─── Supplied records ───
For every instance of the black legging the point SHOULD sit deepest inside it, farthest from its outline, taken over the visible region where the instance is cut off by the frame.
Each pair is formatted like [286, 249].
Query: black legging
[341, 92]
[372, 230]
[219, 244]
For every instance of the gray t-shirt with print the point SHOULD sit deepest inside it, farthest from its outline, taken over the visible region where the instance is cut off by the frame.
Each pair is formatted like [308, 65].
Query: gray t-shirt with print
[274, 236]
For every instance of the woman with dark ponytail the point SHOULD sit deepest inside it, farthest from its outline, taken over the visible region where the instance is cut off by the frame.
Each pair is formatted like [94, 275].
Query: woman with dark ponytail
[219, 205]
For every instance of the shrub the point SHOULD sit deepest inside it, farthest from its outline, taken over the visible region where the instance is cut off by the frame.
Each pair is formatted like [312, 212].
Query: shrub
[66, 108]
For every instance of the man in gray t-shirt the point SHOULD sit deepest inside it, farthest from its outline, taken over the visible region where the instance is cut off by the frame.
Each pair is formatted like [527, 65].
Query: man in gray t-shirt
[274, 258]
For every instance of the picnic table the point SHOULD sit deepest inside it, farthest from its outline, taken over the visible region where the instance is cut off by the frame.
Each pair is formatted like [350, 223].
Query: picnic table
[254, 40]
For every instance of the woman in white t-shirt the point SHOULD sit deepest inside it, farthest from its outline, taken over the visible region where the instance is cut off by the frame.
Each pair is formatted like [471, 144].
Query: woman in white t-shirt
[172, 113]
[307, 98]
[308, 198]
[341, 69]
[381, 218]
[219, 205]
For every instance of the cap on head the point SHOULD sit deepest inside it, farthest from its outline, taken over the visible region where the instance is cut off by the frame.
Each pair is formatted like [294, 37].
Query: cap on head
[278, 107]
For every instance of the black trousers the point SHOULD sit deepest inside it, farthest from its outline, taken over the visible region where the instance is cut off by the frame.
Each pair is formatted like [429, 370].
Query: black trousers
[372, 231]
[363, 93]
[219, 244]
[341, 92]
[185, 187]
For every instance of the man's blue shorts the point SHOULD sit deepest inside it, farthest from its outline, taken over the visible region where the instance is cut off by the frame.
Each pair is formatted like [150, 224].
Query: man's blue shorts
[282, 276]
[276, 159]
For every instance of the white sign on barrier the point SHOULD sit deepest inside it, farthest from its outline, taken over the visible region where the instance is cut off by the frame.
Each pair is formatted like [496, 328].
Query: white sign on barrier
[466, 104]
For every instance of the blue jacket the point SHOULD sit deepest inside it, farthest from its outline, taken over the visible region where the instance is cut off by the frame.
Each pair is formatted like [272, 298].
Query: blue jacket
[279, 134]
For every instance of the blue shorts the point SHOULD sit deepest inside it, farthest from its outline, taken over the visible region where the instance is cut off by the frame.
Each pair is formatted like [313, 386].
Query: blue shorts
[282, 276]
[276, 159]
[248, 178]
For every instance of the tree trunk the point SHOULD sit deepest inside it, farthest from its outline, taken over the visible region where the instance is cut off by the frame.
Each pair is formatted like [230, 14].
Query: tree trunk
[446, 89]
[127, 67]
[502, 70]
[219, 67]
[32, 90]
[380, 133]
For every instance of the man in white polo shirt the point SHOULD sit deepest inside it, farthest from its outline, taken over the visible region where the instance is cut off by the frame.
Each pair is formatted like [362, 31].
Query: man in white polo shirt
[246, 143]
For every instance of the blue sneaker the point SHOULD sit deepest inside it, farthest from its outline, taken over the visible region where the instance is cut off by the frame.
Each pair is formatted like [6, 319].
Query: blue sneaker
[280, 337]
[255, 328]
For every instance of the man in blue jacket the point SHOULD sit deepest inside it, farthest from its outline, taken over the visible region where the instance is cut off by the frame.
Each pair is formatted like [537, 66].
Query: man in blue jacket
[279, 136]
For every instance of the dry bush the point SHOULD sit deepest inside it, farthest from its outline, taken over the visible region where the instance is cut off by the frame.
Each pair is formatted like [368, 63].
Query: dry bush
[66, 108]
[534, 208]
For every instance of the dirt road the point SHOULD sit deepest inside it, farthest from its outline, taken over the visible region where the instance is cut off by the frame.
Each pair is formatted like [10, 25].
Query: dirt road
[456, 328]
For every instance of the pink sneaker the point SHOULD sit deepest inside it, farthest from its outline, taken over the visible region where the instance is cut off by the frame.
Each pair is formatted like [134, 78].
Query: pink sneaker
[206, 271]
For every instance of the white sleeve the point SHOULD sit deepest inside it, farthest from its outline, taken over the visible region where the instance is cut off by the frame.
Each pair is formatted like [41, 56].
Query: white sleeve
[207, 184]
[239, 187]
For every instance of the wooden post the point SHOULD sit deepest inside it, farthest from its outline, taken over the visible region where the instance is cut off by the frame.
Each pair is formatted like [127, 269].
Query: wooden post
───
Reproduce the material above, every line of it, exactly.

For every instance of the black legging the point SHOULD sit deepest inside it, farthest from its outline, taken over the visible region where the instance is cut off by the frame.
Each pair is formatted like [286, 249].
Query: black legging
[341, 92]
[372, 230]
[219, 244]
For every instance of the gray t-shirt with print the point SHOULD sit deepest inside it, farthest from its outline, taken over the visible region where the instance is cut off by the frame.
Each pair is formatted like [308, 65].
Query: gray t-shirt with print
[274, 236]
For every instance of the woman with dark ponytail the point SHOULD sit deepest inside it, farthest from its outline, taken over the visible region where the instance is cut off by the frame.
Each pair is formatted like [94, 275].
Query: woman with dark ponytail
[219, 205]
For every instance of the shrub the point SHOULD sit deepest inside it, farthest from its outline, taken over the visible region where the instance is cut off by the frame.
Each pair is formatted like [312, 212].
Query: shrub
[66, 108]
For every instance of the man in gray t-shirt the point SHOULD sit deepest inside it, farthest from its outline, taken over the visible region where the instance is cut off by the frame.
Each pair is formatted like [527, 65].
Query: man in gray t-shirt
[274, 258]
For every instance of the picnic table the point SHOULD sit deepest inside it, farthest from its outline, taken over the visible region where the instance is cut off by the frame.
Each pair is formatted like [350, 223].
Query: picnic table
[254, 40]
For every instance of the woman in white t-shirt the point SHOULD sit deepest inside it, farthest from its outline, taken over the visible region where the instance is cut off by the frame.
Each pair is formatted like [471, 144].
Query: woman in white t-shirt
[172, 113]
[307, 98]
[308, 198]
[341, 69]
[381, 218]
[219, 205]
For every instance of the cap on head the point SHOULD sit deepest inside it, farthest from its outline, taken over the visible region where the instance is cut off by the frame.
Each pair is formatted like [294, 37].
Query: cap on head
[278, 107]
For every instance of the black trousers the point SHOULD sit deepest inside it, farthest from its outline, taken over the visible region where the instance is cut off by the frame.
Each pair is formatted like [429, 370].
Query: black trousers
[372, 231]
[363, 93]
[219, 244]
[341, 92]
[185, 187]
For every instance of the man's blue shorts the point SHOULD sit deepest inside it, farthest from its outline, taken over the visible region where the instance is cut off by the frame.
Each pair is formatted like [150, 224].
Query: man's blue shorts
[282, 276]
[276, 159]
For every instance of the white sign on barrier the point SHOULD sit deepest inside it, farthest from its outline, taken over the visible region where the instance is cut off by the frame.
Each pair is formatted like [496, 328].
Query: white sign on barrier
[466, 104]
For every instance of the blue jacket the point SHOULD sit deepest inside it, farthest from its outline, taken over the visible region where the instance is cut off by the frame.
Each pair is formatted like [272, 298].
Query: blue jacket
[279, 134]
For every instance of the blue shorts the point SHOULD sit deepest inside it, farthest from its outline, taken over the visible region where the instance is cut off by the frame.
Each pair is formatted like [313, 386].
Query: blue shorts
[282, 276]
[276, 159]
[248, 178]
For every instance of the tree trunk the point SHOULD sit deepest inside it, farthest from its outline, taken over the visible region where the instance is cut off by the frame.
Each pair is formatted like [230, 14].
Query: tree trunk
[446, 89]
[127, 67]
[502, 70]
[219, 67]
[32, 90]
[380, 133]
For every instance of the man in white polo shirt the point SHOULD sit deepest inside it, farthest from its outline, taken over the visible region where the instance is cut off by the frame.
Each pair is formatted like [362, 31].
Query: man in white polo shirt
[246, 143]
For every instance of the blue sneaker the point SHOULD sit deepest inside it, farthest from its outline, taken over the visible region where the instance is cut off by the frame.
Each pair is formatted like [6, 319].
Query: blue sneaker
[280, 337]
[255, 328]
For every instance of the man in blue jacket the point SHOULD sit deepest inside it, farthest from its outline, taken over the visible region where the instance is cut off by the frame.
Each pair is formatted like [537, 66].
Query: man in blue jacket
[279, 136]
For every instance of the dry bush the point SHOULD sit deepest inside it, farthest from its outline, taken over the visible region where the instance is cut off by the frame.
Each pair is formatted like [368, 63].
Query: dry bush
[66, 108]
[534, 208]
For every instance of the dirt road the point SHOULD sit deepest inside it, farthest from its outline, taken over the visible region where the instance is cut off by the frame.
Each pair is formatted like [10, 25].
Query: dirt road
[456, 328]
For every instance of the pink sneaker the point SHOULD sit deepest inside it, farthest from its outline, taken over the visible region where the instance is cut off by the frame.
Each pair is formatted like [134, 78].
Query: pink sneaker
[206, 271]
For every instance of the white sleeve the point SHOULD sit deepest inside it, farthest from its outline, taken over the visible region where the instance is cut off by the frame.
Each pair is formatted like [41, 56].
Query: white sleeve
[207, 184]
[239, 187]
For every instance of the wooden post the point SHOULD sit deepest inside it, farthest from its outline, taken over the visible region where the instance is cut off by the frame.
Each pair is formatted like [127, 269].
Query: wooden post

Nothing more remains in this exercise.